<<<<
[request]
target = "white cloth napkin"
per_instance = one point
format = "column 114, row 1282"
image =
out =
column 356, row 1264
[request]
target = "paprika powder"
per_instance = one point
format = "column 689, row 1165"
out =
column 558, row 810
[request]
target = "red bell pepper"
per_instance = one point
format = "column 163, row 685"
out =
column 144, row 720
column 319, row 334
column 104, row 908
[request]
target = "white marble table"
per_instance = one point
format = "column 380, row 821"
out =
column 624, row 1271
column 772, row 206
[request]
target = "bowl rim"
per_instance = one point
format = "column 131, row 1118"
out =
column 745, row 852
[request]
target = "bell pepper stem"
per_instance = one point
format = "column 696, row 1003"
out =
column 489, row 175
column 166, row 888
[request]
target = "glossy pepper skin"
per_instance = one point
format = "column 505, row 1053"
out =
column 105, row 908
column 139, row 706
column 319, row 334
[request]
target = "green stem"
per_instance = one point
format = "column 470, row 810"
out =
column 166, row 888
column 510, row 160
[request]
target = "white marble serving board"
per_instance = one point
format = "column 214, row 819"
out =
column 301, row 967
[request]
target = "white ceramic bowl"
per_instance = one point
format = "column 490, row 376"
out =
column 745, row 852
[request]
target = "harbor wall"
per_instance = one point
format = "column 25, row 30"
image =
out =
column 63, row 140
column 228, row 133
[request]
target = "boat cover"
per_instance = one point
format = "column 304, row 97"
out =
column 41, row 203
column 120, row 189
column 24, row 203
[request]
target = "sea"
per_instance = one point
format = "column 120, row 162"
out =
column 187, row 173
>>>>
■ REQUIREMENT
The required output is every line above that contains the string "bell".

■ PROBLEM SOLUTION
target = "red bell pepper"
target = "bell pepper stem"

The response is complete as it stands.